*Job 1*: Could you rewrite the stretch of the Tim Cook stock article from "Did Apple CEO" through "reports for Fortune.", replacing "Fortune" with "Fortune magazine"?
*Job 2*: Can you carry the Tim Cook stock article further from the point where it ends?

*Selected passage*:
★ ★ ★

Did Apple CEO Tim Cook personally benefit from his email to Jim Cramer?

“By coincidence or design, Tim Cook was scheduled to receive a boatload of Apple stock the same day he stopped a market rout,” Philip Elmer-DeWitt reports for Fortune.

“In August 2011, when Tim Cook was tapped to replace the ailing Steve Jobs, Apple’s board of directors awarded him 1 million restricted stock units (RSUs), half to vest in five years, the rest in 10. At the time they were awarded, the shares were worth $323 million.,” P.E.D. reports. “At Cook’s request, the terms under which those shares are distributed were changed two years later; the shares now vest on a yearly basis, according to a complicated formula that includes an incentive tied to the company’s performance.”

“Were Cook’s 280,000 RSUs ever at risk?” P.E.D. asks. “Was Tim Cook aware when he sent that note to Cramer that 280,000 of his restricted shares were scheduled to vest that day by a formula that might, in theory, have reduced the value of his holdings by some $14.4 million? I gave Apple PR several chances to answer that one. So far, they’ve declined.”

Read more in the full article here.

MacDailyNews Take: Tim’s email opened quite the can of worms!

★ ★ ★

*Material supplied*:
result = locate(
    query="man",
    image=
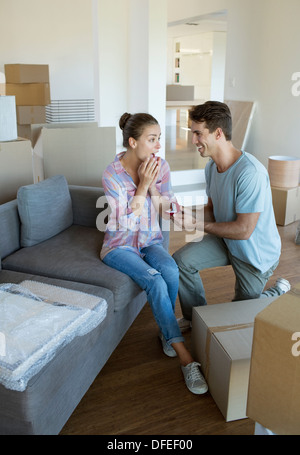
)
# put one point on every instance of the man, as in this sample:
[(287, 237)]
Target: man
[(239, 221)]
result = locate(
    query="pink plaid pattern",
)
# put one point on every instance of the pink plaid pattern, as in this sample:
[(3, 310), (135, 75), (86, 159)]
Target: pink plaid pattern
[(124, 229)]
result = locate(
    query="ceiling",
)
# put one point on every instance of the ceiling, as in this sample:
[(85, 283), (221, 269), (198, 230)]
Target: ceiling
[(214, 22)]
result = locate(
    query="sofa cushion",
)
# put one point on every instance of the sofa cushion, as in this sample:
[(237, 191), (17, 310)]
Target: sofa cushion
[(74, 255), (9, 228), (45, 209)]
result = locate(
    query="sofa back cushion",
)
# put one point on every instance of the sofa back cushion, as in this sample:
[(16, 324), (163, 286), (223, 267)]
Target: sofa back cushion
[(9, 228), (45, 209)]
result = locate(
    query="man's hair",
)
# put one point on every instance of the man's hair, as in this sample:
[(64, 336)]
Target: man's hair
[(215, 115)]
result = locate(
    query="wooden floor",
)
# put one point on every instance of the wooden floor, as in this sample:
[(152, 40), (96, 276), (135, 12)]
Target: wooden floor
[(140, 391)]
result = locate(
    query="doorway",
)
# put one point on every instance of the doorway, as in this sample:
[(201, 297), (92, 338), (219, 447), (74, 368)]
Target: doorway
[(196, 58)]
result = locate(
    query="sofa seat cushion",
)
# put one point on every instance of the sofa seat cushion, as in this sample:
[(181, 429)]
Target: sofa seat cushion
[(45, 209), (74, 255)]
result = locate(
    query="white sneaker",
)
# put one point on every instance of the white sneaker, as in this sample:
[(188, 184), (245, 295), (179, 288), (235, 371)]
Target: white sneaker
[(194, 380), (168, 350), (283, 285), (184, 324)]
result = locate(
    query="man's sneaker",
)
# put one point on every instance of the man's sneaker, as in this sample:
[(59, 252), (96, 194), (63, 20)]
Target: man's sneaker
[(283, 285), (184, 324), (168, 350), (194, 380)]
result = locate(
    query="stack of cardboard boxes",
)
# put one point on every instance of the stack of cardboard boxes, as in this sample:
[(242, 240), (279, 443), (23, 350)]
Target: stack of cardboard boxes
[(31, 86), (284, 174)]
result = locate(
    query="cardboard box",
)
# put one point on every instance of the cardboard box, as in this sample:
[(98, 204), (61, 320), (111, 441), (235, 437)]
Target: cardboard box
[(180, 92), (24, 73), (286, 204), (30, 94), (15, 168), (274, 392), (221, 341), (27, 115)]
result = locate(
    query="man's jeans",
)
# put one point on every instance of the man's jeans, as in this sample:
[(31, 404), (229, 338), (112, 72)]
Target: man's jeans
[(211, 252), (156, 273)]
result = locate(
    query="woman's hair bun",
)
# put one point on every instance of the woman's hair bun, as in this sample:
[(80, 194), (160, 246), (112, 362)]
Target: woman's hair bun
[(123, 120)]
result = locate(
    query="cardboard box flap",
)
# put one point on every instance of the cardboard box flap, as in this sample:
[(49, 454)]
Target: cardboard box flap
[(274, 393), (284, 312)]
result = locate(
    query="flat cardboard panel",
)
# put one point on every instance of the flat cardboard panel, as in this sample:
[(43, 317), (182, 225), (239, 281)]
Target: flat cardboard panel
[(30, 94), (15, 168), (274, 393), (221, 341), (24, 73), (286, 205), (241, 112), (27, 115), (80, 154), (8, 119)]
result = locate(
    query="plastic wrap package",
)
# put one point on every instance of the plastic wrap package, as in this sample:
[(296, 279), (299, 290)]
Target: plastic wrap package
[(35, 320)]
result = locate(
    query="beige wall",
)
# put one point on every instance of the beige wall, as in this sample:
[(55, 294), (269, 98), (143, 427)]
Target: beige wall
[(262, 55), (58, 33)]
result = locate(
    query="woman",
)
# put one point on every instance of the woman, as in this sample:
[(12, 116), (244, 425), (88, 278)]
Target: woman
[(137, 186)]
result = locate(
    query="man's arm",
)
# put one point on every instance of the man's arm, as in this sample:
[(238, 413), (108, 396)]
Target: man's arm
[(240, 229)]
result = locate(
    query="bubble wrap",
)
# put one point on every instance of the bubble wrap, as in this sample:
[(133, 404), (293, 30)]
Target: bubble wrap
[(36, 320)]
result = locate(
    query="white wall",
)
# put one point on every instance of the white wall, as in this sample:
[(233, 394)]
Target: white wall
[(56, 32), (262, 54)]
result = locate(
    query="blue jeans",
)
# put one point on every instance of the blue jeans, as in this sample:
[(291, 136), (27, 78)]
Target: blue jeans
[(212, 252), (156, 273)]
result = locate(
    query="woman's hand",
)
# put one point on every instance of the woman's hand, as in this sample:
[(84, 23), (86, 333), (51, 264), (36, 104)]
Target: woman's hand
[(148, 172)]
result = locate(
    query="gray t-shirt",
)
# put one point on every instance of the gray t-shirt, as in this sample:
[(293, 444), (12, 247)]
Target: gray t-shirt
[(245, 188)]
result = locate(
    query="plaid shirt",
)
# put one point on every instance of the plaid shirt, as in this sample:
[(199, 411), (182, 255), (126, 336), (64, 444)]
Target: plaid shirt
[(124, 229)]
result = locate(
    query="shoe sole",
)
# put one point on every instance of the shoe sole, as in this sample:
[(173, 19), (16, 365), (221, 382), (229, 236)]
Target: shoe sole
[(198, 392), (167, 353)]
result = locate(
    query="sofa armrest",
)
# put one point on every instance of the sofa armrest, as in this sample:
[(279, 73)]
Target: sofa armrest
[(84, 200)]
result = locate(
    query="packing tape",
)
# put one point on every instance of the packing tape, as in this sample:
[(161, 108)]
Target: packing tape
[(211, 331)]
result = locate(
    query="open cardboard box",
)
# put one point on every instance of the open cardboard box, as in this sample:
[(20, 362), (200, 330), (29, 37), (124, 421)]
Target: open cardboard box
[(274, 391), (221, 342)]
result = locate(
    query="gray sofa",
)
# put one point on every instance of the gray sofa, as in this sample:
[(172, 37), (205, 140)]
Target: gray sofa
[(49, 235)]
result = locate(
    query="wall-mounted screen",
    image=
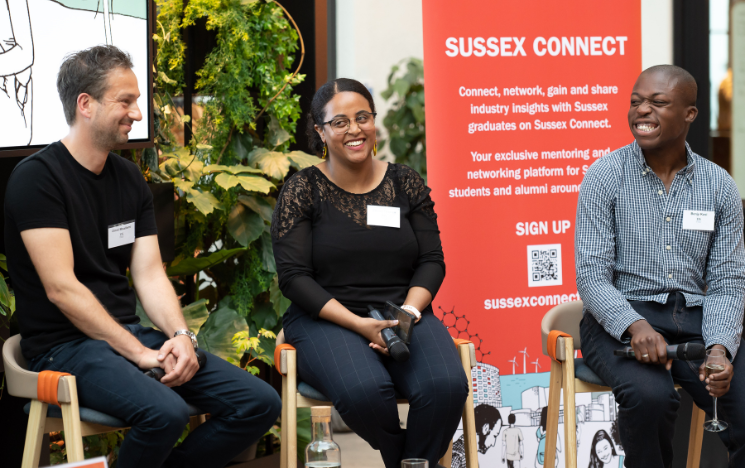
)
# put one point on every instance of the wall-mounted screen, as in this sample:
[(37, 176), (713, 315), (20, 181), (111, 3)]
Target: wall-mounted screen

★ ★ ★

*Exercise response 1*:
Did Apple CEO Tim Cook personally benefit from his email to Jim Cramer?

“By coincidence or design, Tim Cook was scheduled to receive a boatload of Apple stock the same day he stopped a market rout,” Philip Elmer-DeWitt reports for Fortune magazine.

*Exercise response 2*:
SEE ALSO:
Let Apple CEO Tim Cook speak (about business) – August 26, 2015
SEC to sanction Apple CEO Cook for his $63 billion email? – August 24, 2015
Apple shares recover from white-knuckle plunge after CEO Cook emails Jim Cramer – August 24, 2015
Apple CEO Cook may have violated U.S. SEC rules with email to Jim Cramer – August 24, 2015
CEO Tim Cook to Jim Cramer: Apple is seeing strong growth in China through July, August – August 24, 2015

20 Comments

  1. Since he’s planning to give his money away, among other things, I have doubts he had any motive other than correcting the record about how they’re doing in China. I’ve not seen anything to indicate he is shady in his dealings in any way.

  2. Like if Tim was struggling in day to day life and needed money desperatly. Tim doesn’t realize yet how powerful he has become…

    BTW, Tim lives in a mansion that is well known to be a normal regular house… No castle, no palace, a regular house…

  3. Apple currently buying back stock as planned………a mid quarter report on China raised the stock price going AGAINST the buy back interests of Apple…..

    Yes I’m sure they will be leading TC away in handcuffs any day now…………/s (for the samdung users)

  4. 280,000 shares is 280,000 shares. Unless he’s selling them, their value on any given day is kind of irrelevant. (I suppose he might have to immediately sell some to off-set the taxes, in that case it helps if they’re higher.)

    In any case his disclosure (to the mass media) was a triumph of real-world facts over wild speculation and rumour.

    The business world should be celebrating it.

    1. In any event, the issue is irrelevant unless AAPL had to have a certain value on the date the shares were to be issued, which is almost never the case.

      In addition, most often these executive stock bonuses also carry restrictions on selling the shares, often in years, so the value of the shares on the date of issuance is virtually meaningless. The issuance is an incentive for the executive to remain with the company and to incentivize the executive to continue to build the company’s value and performance, thus increasing his own compensation because his stock will have increased in value by the time he is permitted to sell it.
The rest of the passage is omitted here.